• [What is required]:
Change "white wall" to "pale wall" in the lines running from the one that contains "Teacher note: indicate the patient's forehead" through the end of the records, and give back only those lines with everything else left as it is.

(Point labeling records)
* * *

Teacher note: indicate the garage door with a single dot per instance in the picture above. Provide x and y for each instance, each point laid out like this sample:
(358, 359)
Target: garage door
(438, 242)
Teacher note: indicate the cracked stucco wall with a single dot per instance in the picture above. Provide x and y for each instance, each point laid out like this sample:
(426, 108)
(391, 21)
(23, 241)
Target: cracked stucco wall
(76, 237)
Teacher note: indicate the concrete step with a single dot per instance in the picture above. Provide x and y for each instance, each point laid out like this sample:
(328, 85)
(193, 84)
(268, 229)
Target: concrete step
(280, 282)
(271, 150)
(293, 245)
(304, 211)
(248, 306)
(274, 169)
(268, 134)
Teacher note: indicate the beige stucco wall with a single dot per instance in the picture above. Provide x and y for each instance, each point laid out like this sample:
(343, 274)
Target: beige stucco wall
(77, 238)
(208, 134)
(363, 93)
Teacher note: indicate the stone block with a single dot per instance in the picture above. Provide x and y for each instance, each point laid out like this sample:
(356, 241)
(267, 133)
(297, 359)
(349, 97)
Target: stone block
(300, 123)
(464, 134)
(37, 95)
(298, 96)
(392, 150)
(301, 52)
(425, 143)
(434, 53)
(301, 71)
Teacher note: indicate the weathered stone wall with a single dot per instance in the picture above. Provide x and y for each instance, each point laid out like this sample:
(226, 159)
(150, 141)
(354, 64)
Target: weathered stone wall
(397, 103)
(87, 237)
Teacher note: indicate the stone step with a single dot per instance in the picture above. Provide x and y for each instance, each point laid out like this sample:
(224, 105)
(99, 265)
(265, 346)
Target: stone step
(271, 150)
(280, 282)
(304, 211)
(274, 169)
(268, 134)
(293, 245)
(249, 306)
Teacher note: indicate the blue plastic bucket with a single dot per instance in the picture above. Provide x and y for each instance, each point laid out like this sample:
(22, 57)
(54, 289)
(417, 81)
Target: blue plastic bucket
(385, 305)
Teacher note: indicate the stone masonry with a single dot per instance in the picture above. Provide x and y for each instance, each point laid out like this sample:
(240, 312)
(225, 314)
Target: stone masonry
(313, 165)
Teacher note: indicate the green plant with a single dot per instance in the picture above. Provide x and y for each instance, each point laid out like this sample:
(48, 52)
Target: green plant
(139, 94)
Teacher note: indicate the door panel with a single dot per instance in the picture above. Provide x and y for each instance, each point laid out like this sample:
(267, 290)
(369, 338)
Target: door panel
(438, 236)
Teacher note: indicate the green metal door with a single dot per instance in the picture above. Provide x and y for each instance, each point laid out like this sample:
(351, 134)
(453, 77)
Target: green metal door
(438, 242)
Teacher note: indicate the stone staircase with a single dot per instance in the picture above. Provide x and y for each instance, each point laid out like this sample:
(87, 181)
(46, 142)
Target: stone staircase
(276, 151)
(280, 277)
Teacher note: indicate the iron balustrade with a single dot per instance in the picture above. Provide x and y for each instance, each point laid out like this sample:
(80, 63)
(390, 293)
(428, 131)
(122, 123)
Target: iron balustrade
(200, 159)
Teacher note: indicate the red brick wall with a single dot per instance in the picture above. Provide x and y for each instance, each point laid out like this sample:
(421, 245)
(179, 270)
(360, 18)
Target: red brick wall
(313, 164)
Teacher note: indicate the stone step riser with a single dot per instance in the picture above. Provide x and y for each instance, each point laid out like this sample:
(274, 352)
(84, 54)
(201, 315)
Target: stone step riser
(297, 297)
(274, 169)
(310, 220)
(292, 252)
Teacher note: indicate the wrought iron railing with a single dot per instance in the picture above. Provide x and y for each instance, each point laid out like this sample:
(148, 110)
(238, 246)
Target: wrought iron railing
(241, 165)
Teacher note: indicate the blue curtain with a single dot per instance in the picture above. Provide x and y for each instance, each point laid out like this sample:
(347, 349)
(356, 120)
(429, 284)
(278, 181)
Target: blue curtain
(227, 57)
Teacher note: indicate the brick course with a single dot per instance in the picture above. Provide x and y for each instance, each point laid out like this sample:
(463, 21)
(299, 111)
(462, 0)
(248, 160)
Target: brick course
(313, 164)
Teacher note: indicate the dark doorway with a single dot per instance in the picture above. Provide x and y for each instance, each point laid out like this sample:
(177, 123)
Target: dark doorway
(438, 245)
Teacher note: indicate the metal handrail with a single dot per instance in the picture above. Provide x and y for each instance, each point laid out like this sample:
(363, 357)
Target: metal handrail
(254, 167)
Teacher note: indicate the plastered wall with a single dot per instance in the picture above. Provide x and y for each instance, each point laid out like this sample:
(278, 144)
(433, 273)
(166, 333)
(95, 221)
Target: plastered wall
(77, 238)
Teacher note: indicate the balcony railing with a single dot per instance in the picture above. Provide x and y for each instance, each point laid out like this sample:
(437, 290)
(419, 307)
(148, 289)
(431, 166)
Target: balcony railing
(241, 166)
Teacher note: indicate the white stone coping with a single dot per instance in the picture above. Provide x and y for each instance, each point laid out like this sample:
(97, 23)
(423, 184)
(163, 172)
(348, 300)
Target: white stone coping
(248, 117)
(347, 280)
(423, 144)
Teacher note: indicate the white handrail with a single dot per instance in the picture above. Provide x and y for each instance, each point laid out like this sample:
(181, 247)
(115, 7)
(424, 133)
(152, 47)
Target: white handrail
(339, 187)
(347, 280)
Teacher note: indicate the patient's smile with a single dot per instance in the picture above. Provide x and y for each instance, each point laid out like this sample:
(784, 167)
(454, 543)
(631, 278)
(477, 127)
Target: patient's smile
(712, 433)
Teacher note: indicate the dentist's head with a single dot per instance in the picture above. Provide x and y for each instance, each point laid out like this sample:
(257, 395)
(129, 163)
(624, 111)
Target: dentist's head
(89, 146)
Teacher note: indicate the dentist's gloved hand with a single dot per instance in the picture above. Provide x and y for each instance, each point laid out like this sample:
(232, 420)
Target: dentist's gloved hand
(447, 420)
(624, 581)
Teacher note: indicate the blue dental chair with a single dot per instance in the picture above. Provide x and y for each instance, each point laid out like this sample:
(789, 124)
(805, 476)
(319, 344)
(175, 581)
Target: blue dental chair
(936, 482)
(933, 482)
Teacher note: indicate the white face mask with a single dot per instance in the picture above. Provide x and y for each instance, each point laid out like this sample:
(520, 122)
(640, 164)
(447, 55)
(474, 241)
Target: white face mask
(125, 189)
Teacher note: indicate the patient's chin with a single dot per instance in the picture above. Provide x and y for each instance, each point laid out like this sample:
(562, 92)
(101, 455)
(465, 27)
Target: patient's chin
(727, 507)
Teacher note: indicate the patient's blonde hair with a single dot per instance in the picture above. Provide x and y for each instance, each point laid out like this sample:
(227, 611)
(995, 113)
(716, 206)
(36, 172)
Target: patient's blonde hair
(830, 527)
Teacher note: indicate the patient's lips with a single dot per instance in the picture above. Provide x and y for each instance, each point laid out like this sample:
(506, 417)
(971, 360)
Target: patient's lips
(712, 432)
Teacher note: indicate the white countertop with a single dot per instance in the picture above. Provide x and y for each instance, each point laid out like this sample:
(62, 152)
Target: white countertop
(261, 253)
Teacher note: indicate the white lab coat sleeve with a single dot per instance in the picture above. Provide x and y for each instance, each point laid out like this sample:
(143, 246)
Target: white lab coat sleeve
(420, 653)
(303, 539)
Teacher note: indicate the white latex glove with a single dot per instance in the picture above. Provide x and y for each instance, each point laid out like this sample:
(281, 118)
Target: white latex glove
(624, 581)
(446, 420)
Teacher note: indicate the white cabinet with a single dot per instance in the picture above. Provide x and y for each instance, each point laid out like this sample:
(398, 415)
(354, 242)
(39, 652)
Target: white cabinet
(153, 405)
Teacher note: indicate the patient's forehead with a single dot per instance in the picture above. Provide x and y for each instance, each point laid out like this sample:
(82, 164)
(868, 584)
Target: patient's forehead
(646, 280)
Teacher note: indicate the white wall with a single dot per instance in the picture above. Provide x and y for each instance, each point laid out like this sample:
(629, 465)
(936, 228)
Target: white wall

* * *

• [Written response]:
Teacher note: indicate the patient's forehead with a single dot per instance in the picture above. Provide x and y for each instance, each point laid out like this sample:
(82, 164)
(868, 584)
Target: patient's forehead
(646, 280)
Teacher note: indicate the pale wall with a single dot per instance in the picture above. Provide x and y for each instance, each point laid out like this sample:
(629, 465)
(936, 228)
Target: pale wall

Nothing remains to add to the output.